**REQUIREMENT**: Repeat the whole listing exactly as written.

**RAW DATA**:
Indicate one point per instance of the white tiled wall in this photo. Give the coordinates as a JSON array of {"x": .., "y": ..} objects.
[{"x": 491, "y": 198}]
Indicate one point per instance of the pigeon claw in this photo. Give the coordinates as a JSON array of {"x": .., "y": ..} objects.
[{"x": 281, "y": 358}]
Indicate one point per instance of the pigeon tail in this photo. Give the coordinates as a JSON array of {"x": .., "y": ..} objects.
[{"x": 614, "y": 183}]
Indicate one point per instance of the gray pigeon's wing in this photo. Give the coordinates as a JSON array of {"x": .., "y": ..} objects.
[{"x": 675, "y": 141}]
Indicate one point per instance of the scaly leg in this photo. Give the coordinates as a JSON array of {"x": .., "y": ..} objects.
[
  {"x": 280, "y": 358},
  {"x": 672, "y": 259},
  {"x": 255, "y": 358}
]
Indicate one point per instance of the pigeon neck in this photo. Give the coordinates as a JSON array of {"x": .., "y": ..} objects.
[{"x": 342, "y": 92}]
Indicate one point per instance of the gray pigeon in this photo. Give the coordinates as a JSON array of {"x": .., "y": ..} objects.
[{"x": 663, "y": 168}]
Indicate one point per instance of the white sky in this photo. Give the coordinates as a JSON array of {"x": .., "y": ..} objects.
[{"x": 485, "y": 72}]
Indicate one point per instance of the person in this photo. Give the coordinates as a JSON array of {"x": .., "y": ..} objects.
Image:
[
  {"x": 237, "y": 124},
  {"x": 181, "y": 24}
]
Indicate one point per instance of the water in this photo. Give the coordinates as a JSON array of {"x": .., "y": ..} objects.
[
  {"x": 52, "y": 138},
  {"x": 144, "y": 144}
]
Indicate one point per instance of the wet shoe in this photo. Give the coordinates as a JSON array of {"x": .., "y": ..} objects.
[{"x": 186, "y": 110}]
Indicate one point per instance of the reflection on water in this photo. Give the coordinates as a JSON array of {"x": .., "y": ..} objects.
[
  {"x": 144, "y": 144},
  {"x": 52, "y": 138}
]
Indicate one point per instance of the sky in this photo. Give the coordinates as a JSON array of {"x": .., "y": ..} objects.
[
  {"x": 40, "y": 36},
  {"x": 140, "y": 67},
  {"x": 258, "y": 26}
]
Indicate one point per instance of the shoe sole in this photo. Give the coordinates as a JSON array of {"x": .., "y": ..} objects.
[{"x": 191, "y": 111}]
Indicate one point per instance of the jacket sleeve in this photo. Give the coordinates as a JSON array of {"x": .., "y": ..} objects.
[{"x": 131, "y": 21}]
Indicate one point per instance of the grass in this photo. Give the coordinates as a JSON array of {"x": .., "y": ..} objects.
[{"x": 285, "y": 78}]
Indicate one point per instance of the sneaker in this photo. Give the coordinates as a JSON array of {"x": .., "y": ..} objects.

**TASK RESULT**:
Indicate one point per instance of the white tiled wall in this photo. Give the coordinates as a JSON array of {"x": .., "y": ..} objects.
[{"x": 491, "y": 198}]
Indicate one point per instance of the pigeon claw in this photo. Give the coordinates as a JSON array of {"x": .., "y": ..} objects.
[{"x": 281, "y": 358}]
Indicate one point per instance of the pigeon tail in this photo. Give the coordinates as a JSON array of {"x": .., "y": ..} objects.
[{"x": 614, "y": 183}]
Indicate one point per instance of the gray pigeon's wing in this photo. Give the coordinates as a JSON array of {"x": .., "y": ..} objects.
[{"x": 675, "y": 141}]
Indicate one point per instance of the scaly leg in this photo. Give the coordinates as a JSON array of {"x": .., "y": ..} objects.
[
  {"x": 280, "y": 358},
  {"x": 672, "y": 259},
  {"x": 255, "y": 358}
]
Indicate one point per instance of the pigeon neck in this photo. Give the coordinates as a JSON array of {"x": .., "y": ..} objects.
[{"x": 342, "y": 92}]
Indicate one point per instance of the gray pigeon in this photo. Give the coordinates as a JSON array of {"x": .., "y": ..} objects.
[{"x": 663, "y": 168}]
Indicate one point per instance of the white sky in this photo. Give the coordinates as a JSON array of {"x": .., "y": ..} objects.
[{"x": 485, "y": 72}]
Indicate one point per instance of the person in this photo. Give the coordinates as a JSON array of {"x": .., "y": ..} objects.
Image:
[
  {"x": 237, "y": 124},
  {"x": 181, "y": 24}
]
Indicate one point per instance of the water in this photo. Give the coordinates as a JSON array of {"x": .., "y": ..} objects.
[
  {"x": 52, "y": 138},
  {"x": 144, "y": 144}
]
Indicate one point per instance of the wet shoe in this photo. Give the coordinates as a JSON array of {"x": .., "y": ..} objects.
[{"x": 186, "y": 110}]
Indicate one point per instance of the reflection on water in this photo. Give the coordinates as a JSON array of {"x": .., "y": ..} objects.
[
  {"x": 144, "y": 144},
  {"x": 52, "y": 138}
]
Indicate one point per instance of the sky in this photo. Give the coordinates as a JSON array of {"x": .., "y": ..} objects.
[
  {"x": 40, "y": 36},
  {"x": 140, "y": 67},
  {"x": 258, "y": 26}
]
Indicate one point per instance of the shoe sole in this photo. Give the coordinates as a JSON array of {"x": .., "y": ..} objects.
[{"x": 191, "y": 111}]
Indicate one point per instance of the jacket sleeve in this photo. Give the coordinates as a JSON array of {"x": .., "y": ..} objects.
[{"x": 131, "y": 21}]
Indicate one point per instance of the grass in this photo. Give the coordinates as a JSON array of {"x": .., "y": ..} objects.
[{"x": 285, "y": 78}]
Indicate one point per instance of the sneaker in this photo. Give the coordinates as a JSON array of {"x": .., "y": ..} objects.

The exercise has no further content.